Information supplied ▸
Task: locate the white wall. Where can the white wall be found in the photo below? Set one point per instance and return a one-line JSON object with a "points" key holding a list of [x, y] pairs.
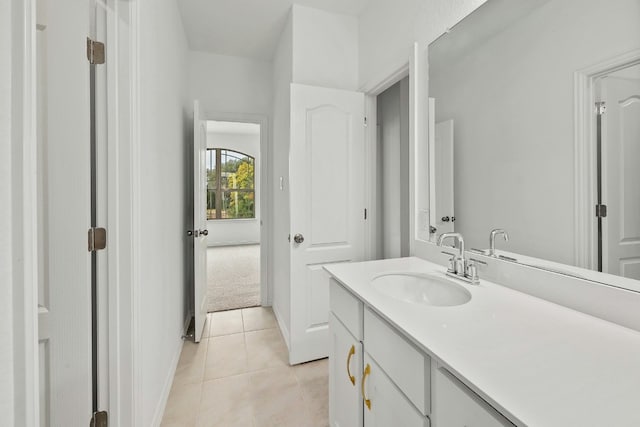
{"points": [[387, 31], [325, 48], [237, 231], [514, 160], [164, 154], [6, 220], [282, 77], [229, 84]]}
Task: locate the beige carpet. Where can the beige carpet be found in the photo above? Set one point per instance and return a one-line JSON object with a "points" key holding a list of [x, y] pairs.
{"points": [[233, 277]]}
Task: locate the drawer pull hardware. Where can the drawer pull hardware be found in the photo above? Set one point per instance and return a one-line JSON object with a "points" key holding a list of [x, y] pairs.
{"points": [[352, 378], [367, 371]]}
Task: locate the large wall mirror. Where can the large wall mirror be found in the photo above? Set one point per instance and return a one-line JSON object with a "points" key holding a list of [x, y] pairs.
{"points": [[516, 83]]}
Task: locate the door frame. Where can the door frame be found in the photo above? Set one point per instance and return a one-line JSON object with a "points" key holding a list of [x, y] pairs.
{"points": [[585, 230], [266, 289]]}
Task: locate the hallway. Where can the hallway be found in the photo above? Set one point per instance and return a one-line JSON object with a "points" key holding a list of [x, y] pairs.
{"points": [[238, 375]]}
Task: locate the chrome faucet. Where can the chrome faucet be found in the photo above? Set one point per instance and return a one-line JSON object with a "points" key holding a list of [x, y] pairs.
{"points": [[492, 240], [459, 266]]}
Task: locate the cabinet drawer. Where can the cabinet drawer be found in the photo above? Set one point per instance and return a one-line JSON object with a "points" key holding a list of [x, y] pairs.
{"points": [[346, 307], [387, 405], [454, 404], [408, 367]]}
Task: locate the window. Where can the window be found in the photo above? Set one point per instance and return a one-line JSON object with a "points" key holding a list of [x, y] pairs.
{"points": [[230, 184]]}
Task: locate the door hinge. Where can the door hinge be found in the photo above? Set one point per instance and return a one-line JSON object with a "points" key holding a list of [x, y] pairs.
{"points": [[97, 239], [601, 211], [95, 51], [99, 419]]}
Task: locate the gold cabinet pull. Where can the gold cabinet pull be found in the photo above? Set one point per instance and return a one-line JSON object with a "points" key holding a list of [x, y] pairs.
{"points": [[351, 353], [367, 371]]}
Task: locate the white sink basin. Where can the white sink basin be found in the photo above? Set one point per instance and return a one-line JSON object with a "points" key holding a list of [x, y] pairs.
{"points": [[418, 288]]}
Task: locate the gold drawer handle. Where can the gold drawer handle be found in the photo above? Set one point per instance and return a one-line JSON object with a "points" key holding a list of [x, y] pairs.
{"points": [[352, 378], [367, 371]]}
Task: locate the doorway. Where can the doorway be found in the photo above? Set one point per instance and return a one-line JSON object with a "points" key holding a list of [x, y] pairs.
{"points": [[392, 217], [617, 150], [234, 215]]}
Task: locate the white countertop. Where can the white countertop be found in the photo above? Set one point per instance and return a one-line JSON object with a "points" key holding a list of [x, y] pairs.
{"points": [[538, 363]]}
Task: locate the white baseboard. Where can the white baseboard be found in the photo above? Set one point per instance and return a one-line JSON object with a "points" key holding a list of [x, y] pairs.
{"points": [[283, 328], [166, 388]]}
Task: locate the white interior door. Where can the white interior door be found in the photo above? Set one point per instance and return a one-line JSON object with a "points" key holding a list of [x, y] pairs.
{"points": [[326, 166], [441, 176], [621, 175], [63, 130], [200, 231]]}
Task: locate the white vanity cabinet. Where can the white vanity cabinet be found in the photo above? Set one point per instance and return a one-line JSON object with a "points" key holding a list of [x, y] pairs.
{"points": [[345, 376], [379, 378], [385, 404], [455, 405], [361, 392]]}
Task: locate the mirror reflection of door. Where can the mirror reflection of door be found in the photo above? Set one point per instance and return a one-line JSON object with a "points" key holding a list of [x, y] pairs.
{"points": [[620, 91], [441, 190]]}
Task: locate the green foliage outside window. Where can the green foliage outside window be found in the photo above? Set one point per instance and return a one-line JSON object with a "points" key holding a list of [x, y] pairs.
{"points": [[230, 184]]}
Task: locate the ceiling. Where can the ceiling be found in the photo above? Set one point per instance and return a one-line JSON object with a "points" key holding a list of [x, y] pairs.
{"points": [[247, 28]]}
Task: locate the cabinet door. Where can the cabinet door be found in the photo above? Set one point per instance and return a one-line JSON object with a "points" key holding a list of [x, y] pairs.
{"points": [[455, 405], [385, 405], [345, 372]]}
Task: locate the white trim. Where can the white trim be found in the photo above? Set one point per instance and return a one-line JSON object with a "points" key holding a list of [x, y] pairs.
{"points": [[371, 236], [283, 329], [25, 279], [584, 155], [376, 89], [166, 387], [266, 193], [134, 413]]}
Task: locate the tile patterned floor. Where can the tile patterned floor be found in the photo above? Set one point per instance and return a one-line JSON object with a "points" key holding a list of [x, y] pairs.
{"points": [[239, 376]]}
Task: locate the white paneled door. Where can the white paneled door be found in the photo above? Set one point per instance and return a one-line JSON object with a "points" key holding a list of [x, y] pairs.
{"points": [[200, 231], [64, 176], [621, 175], [326, 167]]}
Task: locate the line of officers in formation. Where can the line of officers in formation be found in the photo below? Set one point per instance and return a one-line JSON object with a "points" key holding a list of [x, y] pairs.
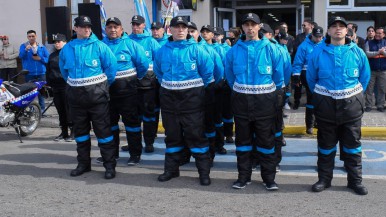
{"points": [[201, 85]]}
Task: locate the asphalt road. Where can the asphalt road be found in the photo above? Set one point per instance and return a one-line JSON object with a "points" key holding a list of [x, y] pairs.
{"points": [[35, 181]]}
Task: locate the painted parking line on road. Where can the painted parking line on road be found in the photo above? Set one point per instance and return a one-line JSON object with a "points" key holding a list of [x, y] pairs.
{"points": [[299, 156]]}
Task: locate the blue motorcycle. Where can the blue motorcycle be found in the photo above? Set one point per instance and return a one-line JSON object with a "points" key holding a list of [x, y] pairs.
{"points": [[19, 107]]}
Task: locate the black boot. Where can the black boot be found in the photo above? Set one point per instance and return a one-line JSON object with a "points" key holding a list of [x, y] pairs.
{"points": [[110, 173], [353, 165], [244, 165], [80, 169], [309, 120], [326, 165], [203, 163], [172, 170], [321, 185]]}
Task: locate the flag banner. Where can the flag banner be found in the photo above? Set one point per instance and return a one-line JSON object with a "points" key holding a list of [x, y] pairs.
{"points": [[169, 9], [103, 16], [140, 6]]}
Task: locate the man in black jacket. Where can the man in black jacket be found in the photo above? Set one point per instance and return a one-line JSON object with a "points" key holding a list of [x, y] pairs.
{"points": [[58, 85]]}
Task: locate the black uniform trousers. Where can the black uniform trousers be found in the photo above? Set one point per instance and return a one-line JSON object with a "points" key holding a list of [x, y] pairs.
{"points": [[98, 115], [348, 135], [263, 130], [127, 108], [62, 106], [147, 110], [186, 129], [227, 114], [309, 116], [339, 120], [279, 125], [210, 106]]}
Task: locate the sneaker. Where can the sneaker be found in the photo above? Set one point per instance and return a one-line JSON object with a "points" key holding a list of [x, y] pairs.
{"points": [[310, 131], [68, 139], [286, 106], [255, 166], [368, 109], [100, 159], [240, 185], [296, 106], [149, 149], [133, 160], [229, 139], [278, 168], [59, 138], [272, 186], [222, 151], [125, 148]]}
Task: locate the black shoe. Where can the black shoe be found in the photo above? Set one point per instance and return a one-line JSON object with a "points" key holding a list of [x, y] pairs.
{"points": [[310, 130], [125, 148], [184, 161], [166, 176], [229, 139], [271, 186], [222, 150], [133, 160], [278, 168], [320, 185], [358, 188], [100, 159], [240, 184], [149, 149], [80, 169], [110, 174], [59, 138], [68, 139], [205, 181]]}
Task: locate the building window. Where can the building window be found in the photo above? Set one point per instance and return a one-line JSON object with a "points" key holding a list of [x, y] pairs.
{"points": [[339, 2], [369, 3]]}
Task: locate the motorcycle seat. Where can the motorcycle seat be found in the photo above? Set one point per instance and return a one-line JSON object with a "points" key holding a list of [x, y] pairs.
{"points": [[20, 89]]}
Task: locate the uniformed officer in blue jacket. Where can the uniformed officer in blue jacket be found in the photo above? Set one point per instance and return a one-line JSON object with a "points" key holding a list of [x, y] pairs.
{"points": [[89, 67], [337, 74], [132, 64], [184, 69], [254, 71], [299, 72], [146, 86]]}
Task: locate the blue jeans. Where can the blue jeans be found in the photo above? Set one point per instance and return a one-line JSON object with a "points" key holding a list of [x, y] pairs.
{"points": [[29, 78]]}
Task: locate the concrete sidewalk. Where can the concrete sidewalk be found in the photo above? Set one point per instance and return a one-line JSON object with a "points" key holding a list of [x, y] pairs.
{"points": [[373, 123]]}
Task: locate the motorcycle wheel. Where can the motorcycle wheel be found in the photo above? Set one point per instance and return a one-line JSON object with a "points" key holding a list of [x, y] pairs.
{"points": [[30, 119]]}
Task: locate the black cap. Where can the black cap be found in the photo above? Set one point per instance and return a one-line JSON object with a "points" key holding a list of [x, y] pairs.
{"points": [[137, 19], [207, 27], [113, 20], [336, 19], [317, 31], [192, 25], [266, 28], [178, 20], [218, 31], [282, 34], [82, 21], [59, 37], [250, 17], [156, 25], [350, 32]]}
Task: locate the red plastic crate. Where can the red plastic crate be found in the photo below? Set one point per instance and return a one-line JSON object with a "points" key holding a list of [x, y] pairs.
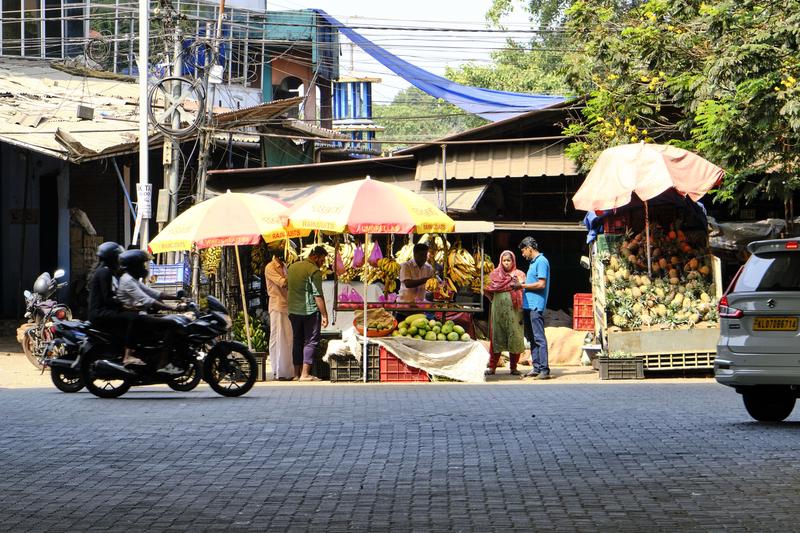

Requirement ▸ What is needed is an exact copy of only the lines from the line containing "Task: locate the blue jeans." through the last line of the entries, inclusive, without the pictures.

Task output ▸
Task: locate the blue jeans. Where can the blue jeans be found in the photo above? Set one point per instance and return a one-line JSON object with a "points" key holding a list of [x, y] pairs.
{"points": [[29, 78]]}
Task: locate the concrete sidewalk. Where can the concrete sidewalk be found in the photo above? Set one point per instance and return a one-line JSON object with a "points" key holding a list of [x, y] pairs.
{"points": [[373, 123]]}
Task: locate the motorcycle wheel. Where can the motorcycle wheel be found in the photo above? Set one point per instance and return a one-line JSON object with a "points" key holding a list of [x, y] pairs.
{"points": [[30, 119]]}
Task: locate the black cap. Where can the black cap be found in the photo above? Set one point per instance and return a one-line JSON object with a "points" key holding a list of [x, y] pairs.
{"points": [[137, 19], [207, 27], [113, 20], [336, 19], [317, 31], [192, 25], [266, 28], [178, 20], [218, 31], [282, 34], [82, 21], [59, 37], [250, 17], [156, 25], [350, 32]]}
Task: locate the red plastic crate. Where can the red plastic crate be found in the photo below? Set one point per instance and return a one-line JSON object with a "points" key holding a list of [x, y] pairs.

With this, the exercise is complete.